_Work to complete_
Can you reproduce, word for word, the portion of the Climate-KIC excerpt that opens with the words containing "After successful pilots" and closes with "city of Rotterdarm."?

_Page excerpt_
════════════════
The project, which has received €2.8 million in funding from Climate-KIC is now co-managed by a group of 21 insurers, reinsurers, brokers and Lloyds’ of London through a not-for-profit community.

It has been welcomed by Trevor Maynard, Head of Lloyd’s Exposure Management and Reinsurance Team, who has referred to it as “a global standard to allow model developers to interact worldwide and for insurers to gain rapid access to their insights.

However, the package will be useful to a much broader audience, including risk managers in large corporations, governments and entrepreneurs, who need to develop new models that enable them to respond to the impact of natural catastrophes.

This collaborative approach to knowledge-sharing will be a key factor in our ability to respond to the risks and opportunities of irreversible climate change.

For this reason, Climate-KIC is working closely with the public, private and education sectors to foster innovative partnerships and projects that will help to reduce the human, ecological and financial cost of climate change.

Flooding risks

Another Climate-KIC innovation project that is set to make a real difference to thousands of lives is Smart Urban Water.

By providing urban areas with an extensive data network Smart Urban Water enables them to face the impact of extreme weather events, including heavy rainfall and long periods of drought, by making better use of their sewer system.

After successful pilots in Delft in the Netherlands, as well as London and Paris, the Smart Urban Water data network will now be implemented on a large scale in the city of Rotterdarm.

Climate-KIC is also sponsoring projects that address man-made environmental impacts such as congestion.

One such example is a project called ‘behavioural changes for sustainable urban mobile’ (BestMOB) which brings together partners from city and provincial authorities, knowledge institutions and the private sector to develop new business models for sustainable urban mobility.

I strongly believe that smart and creative partnerships like this will ensure Europe plays an active role in shaping the world’s next economy.  We are stepping up our activities further in 2014 to ensure Europe is driving the innovation that will deliver the new business and economic models we are going to need.

Market benefits

By bringing together the most innovative, influential and commercially-minded players in the climate science space, Climate-KIC is creating a unique community of academics, entrepreneurs and business leaders capable of driving new solutions that address concrete market demands.

Much of our work is focused on providing the education the business and political leaders of the future are going to need to help bridge the gap between science and business and meet the changing needs of a world where climate change is a daily reality.

Around 400 participants are expected to take part in Climate-KIC’s new business school programmes, with eleven professional courses and three executive courses planned across Europe in 2014.

In my role at Climate-KIC I have been privileged to see just how many individuals and organisations have already taken the first step, with many new approaches coming to market and delivering real benefits to communities and businesses all over the world.

These projects demonstrate that climate change does not have to be a calamity, if we act together and we act now.
════════════════
_Records in a dataset_
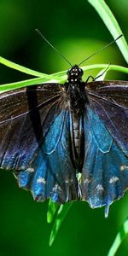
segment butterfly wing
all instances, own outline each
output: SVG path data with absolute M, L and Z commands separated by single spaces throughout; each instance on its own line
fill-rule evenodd
M 108 216 L 128 187 L 127 83 L 90 83 L 87 96 L 82 195 L 91 207 L 105 206 Z
M 128 83 L 93 82 L 87 88 L 90 106 L 128 156 Z
M 31 189 L 36 200 L 75 198 L 61 87 L 50 84 L 15 90 L 2 93 L 0 102 L 0 167 L 14 171 L 20 186 Z

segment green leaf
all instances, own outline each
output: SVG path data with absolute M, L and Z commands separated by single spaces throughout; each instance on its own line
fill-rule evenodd
M 59 208 L 59 205 L 55 202 L 53 202 L 51 199 L 49 201 L 49 207 L 47 212 L 47 222 L 51 223 L 53 221 L 55 213 Z
M 25 67 L 23 66 L 20 66 L 19 64 L 14 63 L 14 62 L 8 61 L 1 56 L 0 56 L 0 63 L 3 64 L 9 67 L 14 68 L 15 70 L 18 70 L 22 73 L 26 73 L 27 74 L 30 74 L 30 75 L 32 75 L 35 77 L 43 77 L 44 75 L 45 75 L 43 73 L 34 71 L 32 69 L 30 69 L 30 68 Z
M 72 203 L 67 203 L 65 205 L 61 205 L 57 215 L 56 215 L 56 218 L 55 220 L 51 233 L 50 233 L 50 236 L 49 236 L 49 246 L 51 246 L 56 237 L 56 235 L 60 230 L 61 224 L 63 222 L 63 220 L 65 219 L 71 206 L 73 205 Z
M 114 39 L 123 34 L 112 11 L 103 0 L 88 0 L 88 2 L 96 9 Z M 128 45 L 125 37 L 117 40 L 116 43 L 124 58 L 128 62 Z
M 15 63 L 14 63 L 15 64 Z M 17 65 L 17 64 L 15 64 Z M 87 70 L 93 70 L 93 69 L 105 69 L 108 67 L 108 64 L 94 64 L 94 65 L 88 65 L 82 67 L 82 69 L 84 71 Z M 15 68 L 15 67 L 14 67 Z M 25 67 L 26 68 L 26 67 Z M 121 66 L 117 65 L 111 65 L 109 67 L 109 70 L 118 71 L 118 72 L 123 72 L 125 73 L 128 73 L 128 68 Z M 42 77 L 27 79 L 24 81 L 15 82 L 15 83 L 10 83 L 10 84 L 5 84 L 0 85 L 0 91 L 4 90 L 14 90 L 17 88 L 22 88 L 29 85 L 34 85 L 34 84 L 39 84 L 43 83 L 64 83 L 67 79 L 66 71 L 55 73 L 51 75 L 43 74 Z
M 108 256 L 114 256 L 119 247 L 120 246 L 121 242 L 123 241 L 124 238 L 128 234 L 128 218 L 125 219 L 123 225 L 120 228 L 119 232 L 117 234 L 112 247 L 108 253 Z

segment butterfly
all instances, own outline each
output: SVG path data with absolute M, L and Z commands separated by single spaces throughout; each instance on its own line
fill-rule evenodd
M 86 201 L 108 216 L 128 188 L 128 82 L 82 76 L 74 65 L 64 84 L 0 94 L 0 168 L 36 201 Z

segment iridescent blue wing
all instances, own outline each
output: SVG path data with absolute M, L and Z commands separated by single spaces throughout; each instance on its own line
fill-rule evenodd
M 82 195 L 91 207 L 105 206 L 106 216 L 128 188 L 128 85 L 121 84 L 93 82 L 87 89 Z
M 31 170 L 20 172 L 20 187 L 32 191 L 34 199 L 65 203 L 77 199 L 77 178 L 70 158 L 70 119 L 61 111 L 47 133 Z
M 88 84 L 90 108 L 128 156 L 128 82 L 93 82 Z
M 20 186 L 31 189 L 36 200 L 62 202 L 76 197 L 68 123 L 59 84 L 0 95 L 0 167 L 13 171 Z

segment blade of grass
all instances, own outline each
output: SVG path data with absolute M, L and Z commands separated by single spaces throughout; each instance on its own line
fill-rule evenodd
M 119 232 L 117 234 L 112 247 L 107 256 L 114 256 L 119 247 L 120 246 L 121 242 L 128 234 L 128 218 L 125 219 L 123 225 L 120 228 Z
M 55 220 L 50 236 L 49 236 L 49 246 L 51 246 L 56 237 L 56 235 L 60 230 L 61 224 L 65 219 L 71 206 L 73 203 L 67 203 L 65 205 L 61 205 L 58 210 L 56 218 Z
M 88 0 L 88 2 L 96 9 L 114 39 L 123 34 L 112 11 L 103 0 Z M 125 37 L 117 40 L 116 44 L 118 44 L 124 58 L 128 62 L 128 45 Z
M 84 66 L 84 67 L 82 67 L 82 68 L 84 71 L 87 71 L 87 70 L 93 70 L 96 68 L 99 68 L 99 69 L 107 68 L 108 67 L 108 64 L 95 64 L 95 65 Z M 111 65 L 109 67 L 109 71 L 110 70 L 128 73 L 127 67 L 117 66 L 117 65 Z M 22 87 L 34 85 L 34 84 L 43 84 L 43 83 L 61 83 L 61 84 L 62 84 L 66 81 L 66 79 L 67 79 L 66 71 L 63 71 L 63 72 L 60 72 L 60 73 L 55 73 L 55 74 L 52 74 L 52 75 L 45 75 L 44 77 L 42 77 L 42 78 L 37 78 L 37 79 L 27 79 L 27 80 L 15 82 L 15 83 L 1 84 L 0 91 L 9 90 L 14 90 L 14 89 L 17 89 L 17 88 L 22 88 Z
M 35 76 L 35 77 L 45 76 L 45 74 L 43 73 L 40 73 L 40 72 L 25 67 L 23 66 L 20 66 L 19 64 L 14 63 L 14 62 L 12 62 L 10 61 L 8 61 L 8 60 L 1 57 L 1 56 L 0 56 L 0 63 L 3 64 L 3 65 L 7 66 L 9 67 L 14 68 L 15 70 L 18 70 L 20 72 L 22 72 L 22 73 L 27 73 L 27 74 L 30 74 L 30 75 L 32 75 L 32 76 Z
M 51 223 L 53 221 L 54 216 L 59 208 L 59 205 L 53 202 L 50 199 L 49 201 L 49 207 L 47 212 L 47 222 Z

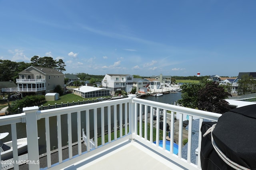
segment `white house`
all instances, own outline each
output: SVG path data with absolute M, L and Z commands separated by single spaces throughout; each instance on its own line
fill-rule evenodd
M 102 88 L 112 92 L 130 92 L 132 89 L 133 79 L 133 76 L 130 74 L 107 74 L 102 81 Z
M 147 85 L 150 83 L 147 81 L 145 80 L 142 79 L 140 78 L 134 78 L 133 79 L 133 87 L 135 87 L 136 88 L 136 91 L 137 92 L 140 91 L 140 90 L 141 88 L 142 89 L 142 88 L 147 88 Z M 144 89 L 144 88 L 143 88 Z M 145 90 L 144 89 L 143 90 L 143 92 L 147 92 L 147 90 Z

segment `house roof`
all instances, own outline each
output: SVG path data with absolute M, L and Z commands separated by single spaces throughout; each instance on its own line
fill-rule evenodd
M 110 76 L 125 76 L 130 75 L 130 74 L 107 74 Z
M 78 78 L 76 74 L 65 74 L 65 77 L 68 78 L 69 79 L 74 79 L 76 80 Z
M 36 66 L 30 66 L 30 67 L 25 69 L 23 71 L 20 72 L 19 74 L 32 74 L 31 72 L 28 71 L 27 70 L 30 68 L 33 68 L 34 69 L 37 70 L 39 72 L 41 72 L 42 73 L 45 74 L 64 75 L 64 74 L 62 72 L 60 72 L 55 69 L 38 67 Z
M 236 77 L 220 77 L 220 78 L 222 80 L 228 80 L 230 82 L 230 81 L 233 82 L 233 81 L 234 81 L 234 80 L 236 80 Z
M 78 88 L 74 88 L 74 90 L 78 91 L 82 93 L 87 93 L 88 92 L 93 92 L 98 90 L 109 90 L 109 89 L 106 88 L 100 88 L 99 87 L 93 87 L 88 86 L 80 86 Z
M 153 81 L 159 81 L 158 80 L 157 80 L 155 78 L 144 78 L 143 79 L 143 80 L 145 80 L 146 81 L 148 80 L 148 81 L 149 81 L 149 82 L 152 82 Z
M 133 82 L 139 82 L 140 81 L 144 82 L 147 82 L 147 81 L 146 81 L 145 80 L 143 80 L 140 78 L 133 78 Z
M 238 74 L 238 79 L 241 79 L 242 76 L 244 75 L 247 75 L 248 76 L 252 76 L 254 79 L 256 79 L 256 72 L 240 72 Z

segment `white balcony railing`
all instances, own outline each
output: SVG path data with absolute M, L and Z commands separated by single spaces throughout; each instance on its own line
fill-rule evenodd
M 41 88 L 3 88 L 2 89 L 2 92 L 36 92 L 41 91 L 44 91 L 46 90 L 46 88 L 43 87 Z
M 201 125 L 204 119 L 216 121 L 221 115 L 137 98 L 135 96 L 136 95 L 129 95 L 129 97 L 126 98 L 48 110 L 39 110 L 37 106 L 24 108 L 23 113 L 0 117 L 0 126 L 10 125 L 12 139 L 14 144 L 13 159 L 14 161 L 18 159 L 16 146 L 17 133 L 16 125 L 18 123 L 23 122 L 26 123 L 28 158 L 30 162 L 37 162 L 39 161 L 38 137 L 39 134 L 43 134 L 45 135 L 45 137 L 39 137 L 42 138 L 40 139 L 44 139 L 46 146 L 47 167 L 46 168 L 51 167 L 54 169 L 64 168 L 85 158 L 110 148 L 114 145 L 121 143 L 130 139 L 138 141 L 159 154 L 170 158 L 181 166 L 190 170 L 200 169 L 200 163 L 195 164 L 192 163 L 191 161 L 191 153 L 195 152 L 195 150 L 192 150 L 191 149 L 192 120 L 193 117 L 199 117 L 200 124 Z M 168 113 L 167 111 L 168 111 Z M 156 116 L 156 120 L 154 121 L 156 121 L 156 144 L 154 143 L 155 139 L 153 139 L 154 134 L 153 130 L 154 125 L 153 117 L 155 114 Z M 178 154 L 173 153 L 173 145 L 171 145 L 170 152 L 166 152 L 165 150 L 167 117 L 168 117 L 171 118 L 170 141 L 173 141 L 174 117 L 175 115 L 178 114 L 179 115 L 180 120 L 183 120 L 183 117 L 187 116 L 187 115 L 189 117 L 187 160 L 182 157 L 182 121 L 180 121 L 179 124 L 178 144 L 181 147 L 178 147 Z M 162 116 L 162 121 L 164 122 L 162 136 L 163 144 L 162 148 L 161 148 L 159 147 L 158 142 L 160 137 L 159 123 Z M 64 123 L 62 121 L 63 116 L 66 117 L 66 120 L 64 122 L 66 123 Z M 54 123 L 52 120 L 49 121 L 49 119 L 53 117 L 55 117 Z M 38 128 L 38 131 L 35 130 L 38 129 L 38 122 L 39 123 L 38 121 L 40 121 L 40 119 L 44 119 L 43 126 L 45 127 L 45 130 Z M 74 120 L 75 123 L 73 121 Z M 117 121 L 120 122 L 119 124 Z M 144 123 L 143 123 L 143 122 Z M 112 124 L 113 125 L 112 126 Z M 52 125 L 53 124 L 56 126 L 56 128 L 50 128 L 50 125 Z M 142 130 L 143 125 L 145 126 L 144 131 Z M 149 130 L 148 130 L 148 125 L 149 125 L 150 127 Z M 67 126 L 67 131 L 64 132 L 64 131 L 65 131 L 65 128 L 62 127 L 64 125 Z M 102 128 L 100 130 L 98 130 L 99 126 L 104 127 L 106 126 L 107 126 L 106 129 Z M 198 149 L 198 153 L 200 150 L 201 141 L 201 134 L 200 130 L 200 127 L 201 125 L 200 125 L 198 130 L 200 133 Z M 90 143 L 90 139 L 93 138 L 95 144 L 94 148 L 90 149 L 90 147 L 87 147 L 87 150 L 84 152 L 82 152 L 81 149 L 81 130 L 82 128 L 85 129 L 87 143 Z M 56 129 L 56 132 L 54 133 L 53 136 L 52 132 L 54 129 Z M 90 130 L 92 129 L 94 130 L 93 135 L 90 135 Z M 118 129 L 120 132 L 118 134 Z M 45 132 L 42 133 L 40 132 L 40 131 L 43 130 L 45 130 Z M 112 131 L 113 132 L 114 135 L 112 138 L 111 135 Z M 101 135 L 101 141 L 100 141 L 100 138 L 98 138 L 98 134 L 104 134 L 106 132 L 108 135 L 107 139 L 106 139 L 108 142 L 105 143 L 104 135 Z M 64 160 L 62 160 L 62 147 L 63 146 L 63 136 L 62 137 L 62 135 L 63 135 L 64 133 L 68 135 L 68 158 Z M 149 139 L 147 137 L 148 134 L 150 136 Z M 52 137 L 56 138 L 57 139 L 52 139 Z M 78 154 L 73 156 L 72 142 L 74 141 L 74 138 L 78 141 Z M 45 140 L 44 139 L 45 139 Z M 56 140 L 57 141 L 58 162 L 52 165 L 51 162 L 51 142 Z M 100 146 L 98 146 L 98 143 L 98 143 L 98 142 L 101 142 Z M 142 147 L 143 147 L 142 145 Z M 198 157 L 198 162 L 200 162 L 200 156 Z M 18 169 L 18 165 L 15 164 L 14 166 L 14 169 Z M 40 165 L 36 163 L 29 164 L 28 167 L 31 170 L 39 169 Z
M 18 91 L 17 87 L 13 87 L 11 88 L 2 88 L 2 92 L 16 92 Z
M 16 79 L 16 83 L 28 83 L 28 82 L 45 82 L 45 78 L 40 78 L 40 79 L 34 79 L 34 78 L 23 78 L 23 79 Z
M 126 82 L 126 79 L 124 80 L 108 80 L 108 82 Z

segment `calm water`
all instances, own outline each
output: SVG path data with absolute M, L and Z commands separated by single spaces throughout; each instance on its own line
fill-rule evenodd
M 181 93 L 179 92 L 178 93 L 170 93 L 168 94 L 164 94 L 161 96 L 156 97 L 152 96 L 148 96 L 142 98 L 152 100 L 153 101 L 158 102 L 162 103 L 169 104 L 174 104 L 174 102 L 177 101 L 179 99 L 181 98 Z M 114 120 L 113 114 L 113 107 L 112 107 L 111 109 L 111 117 L 112 120 L 111 120 L 112 123 L 113 123 Z M 124 106 L 123 106 L 123 110 L 124 109 Z M 104 108 L 106 114 L 104 115 L 105 120 L 105 125 L 107 124 L 107 119 L 106 118 L 107 118 L 107 108 L 105 107 Z M 117 114 L 117 119 L 119 119 L 119 106 L 118 106 L 117 109 L 117 111 L 118 112 Z M 124 111 L 123 112 L 123 113 Z M 93 115 L 92 114 L 91 114 L 91 113 L 92 113 L 92 111 L 90 111 L 90 122 L 93 122 Z M 97 110 L 98 113 L 98 127 L 99 127 L 99 125 L 100 125 L 100 109 L 98 109 Z M 72 142 L 75 142 L 77 141 L 77 131 L 76 129 L 77 128 L 77 123 L 76 121 L 76 113 L 73 113 L 71 115 L 72 117 Z M 123 117 L 124 117 L 124 113 L 123 115 Z M 56 149 L 57 148 L 58 143 L 57 143 L 57 123 L 56 120 L 57 119 L 56 117 L 50 117 L 49 119 L 49 123 L 50 126 L 50 145 L 51 145 L 51 149 L 52 149 L 52 148 L 54 146 L 56 147 Z M 85 123 L 84 123 L 86 122 L 85 119 L 85 113 L 82 112 L 81 113 L 81 127 L 85 128 Z M 46 147 L 45 144 L 45 119 L 42 119 L 39 120 L 38 121 L 38 136 L 40 137 L 40 139 L 38 140 L 38 144 L 39 145 L 39 154 L 42 154 L 42 153 L 46 152 Z M 83 125 L 83 124 L 84 124 Z M 93 129 L 93 123 L 90 123 L 91 125 L 91 127 L 90 127 L 90 130 Z M 67 145 L 68 141 L 68 127 L 67 127 L 67 116 L 66 115 L 63 115 L 61 116 L 61 125 L 62 125 L 62 146 L 65 146 Z M 16 124 L 16 129 L 17 129 L 17 138 L 22 138 L 26 137 L 26 124 L 24 123 L 19 123 Z M 35 129 L 35 130 L 36 129 Z M 10 132 L 11 126 L 10 125 L 7 125 L 6 126 L 0 126 L 0 133 L 3 132 L 9 132 L 9 135 L 7 137 L 4 139 L 3 142 L 5 142 L 8 141 L 11 141 L 11 134 Z M 36 131 L 35 131 L 36 132 Z
M 181 92 L 170 93 L 158 97 L 149 96 L 141 98 L 161 103 L 174 104 L 175 102 L 181 99 Z

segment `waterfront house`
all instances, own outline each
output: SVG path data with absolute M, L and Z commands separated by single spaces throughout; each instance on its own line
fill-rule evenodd
M 109 89 L 88 86 L 79 86 L 72 89 L 72 91 L 74 94 L 84 98 L 100 98 L 110 95 Z
M 143 89 L 143 92 L 147 92 L 146 90 L 148 84 L 148 82 L 143 80 L 140 78 L 134 78 L 133 79 L 133 87 L 136 88 L 136 91 L 137 92 L 140 92 L 140 89 Z
M 102 81 L 102 88 L 111 92 L 124 90 L 130 92 L 132 89 L 133 76 L 130 74 L 106 74 Z
M 68 80 L 66 86 L 73 85 L 73 82 L 76 81 L 79 81 L 80 78 L 77 77 L 76 74 L 65 74 L 65 78 L 68 78 Z
M 0 82 L 0 90 L 2 93 L 2 89 L 10 88 L 11 89 L 15 89 L 17 88 L 17 84 L 12 81 L 8 81 L 6 82 Z
M 192 139 L 193 117 L 199 118 L 196 150 L 200 153 L 202 134 L 199 129 L 202 121 L 207 119 L 217 121 L 221 115 L 138 98 L 135 95 L 129 95 L 128 98 L 121 99 L 43 110 L 39 110 L 37 106 L 25 107 L 22 113 L 0 117 L 0 126 L 9 126 L 11 140 L 14 144 L 17 138 L 27 138 L 26 160 L 30 163 L 25 166 L 30 170 L 200 170 L 200 156 L 198 156 L 195 162 L 192 160 L 192 153 L 195 152 L 192 147 L 194 141 Z M 175 121 L 179 127 L 178 140 L 176 140 L 179 147 L 176 154 L 174 153 L 173 145 L 170 146 L 170 151 L 166 150 L 168 132 L 165 126 L 167 118 L 170 119 L 170 141 L 174 141 L 174 117 L 177 114 L 181 120 L 187 115 L 189 123 L 187 148 L 185 152 L 182 147 L 183 121 Z M 162 133 L 160 121 L 163 122 L 164 126 Z M 38 128 L 37 122 L 39 122 L 43 123 L 45 128 Z M 19 129 L 16 130 L 16 126 L 20 126 L 19 123 L 22 122 L 26 124 L 24 136 L 20 136 Z M 55 127 L 52 128 L 52 125 Z M 153 131 L 154 128 L 155 130 Z M 93 148 L 87 147 L 85 150 L 82 151 L 84 145 L 82 141 L 82 129 L 87 137 L 86 143 L 90 143 L 91 139 L 93 139 Z M 64 137 L 65 134 L 66 138 Z M 163 145 L 160 146 L 159 142 L 162 139 Z M 54 146 L 57 148 L 54 156 L 52 152 L 52 142 L 56 143 Z M 13 160 L 16 161 L 20 158 L 17 147 L 14 146 Z M 42 147 L 45 147 L 46 152 L 39 156 L 38 148 Z M 62 149 L 65 149 L 65 152 L 62 152 Z M 186 155 L 186 158 L 184 154 Z M 5 165 L 10 167 L 10 165 Z M 5 165 L 1 166 L 2 167 Z M 14 170 L 19 168 L 18 164 L 12 166 Z
M 64 74 L 52 68 L 30 66 L 18 73 L 15 88 L 2 88 L 4 92 L 18 92 L 23 96 L 31 94 L 44 95 L 54 92 L 60 85 L 65 91 Z
M 160 76 L 154 76 L 151 77 L 152 78 L 154 78 L 161 83 L 163 83 L 164 85 L 168 86 L 170 86 L 171 82 L 172 76 L 164 76 L 162 74 Z

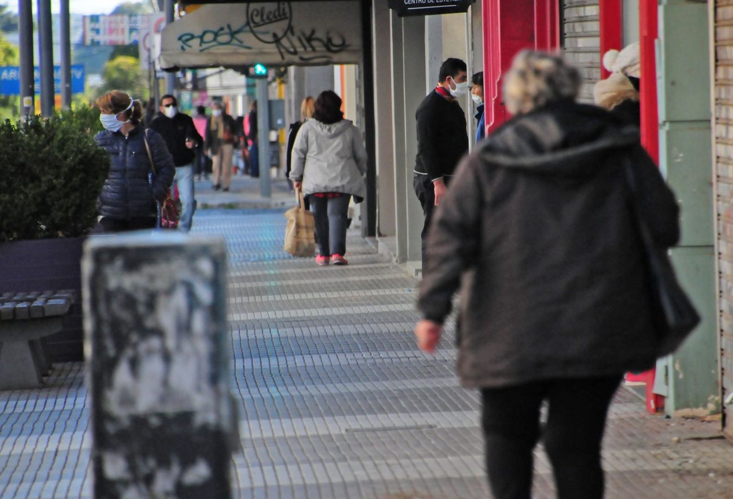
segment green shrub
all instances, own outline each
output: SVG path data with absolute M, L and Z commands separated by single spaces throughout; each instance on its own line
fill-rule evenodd
M 109 156 L 99 111 L 0 124 L 0 242 L 84 236 L 97 218 Z

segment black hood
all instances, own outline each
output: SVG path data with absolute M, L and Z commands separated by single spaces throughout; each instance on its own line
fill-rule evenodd
M 503 168 L 586 176 L 609 154 L 638 142 L 638 130 L 607 110 L 560 101 L 512 119 L 491 135 L 479 154 Z

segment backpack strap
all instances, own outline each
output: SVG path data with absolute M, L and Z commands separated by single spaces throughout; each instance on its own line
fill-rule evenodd
M 152 160 L 152 154 L 150 153 L 150 146 L 147 143 L 147 132 L 150 130 L 149 128 L 145 129 L 145 132 L 143 135 L 142 140 L 145 143 L 145 150 L 147 151 L 147 159 L 150 160 L 150 169 L 152 170 L 153 176 L 155 175 L 155 162 Z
════════════════
_Solution for this problem_
After successful pilots in Delft in the Netherlands, as well as London and Paris, the Smart Urban Water data network will now be implemented on a large scale in the city of Rotterdarm.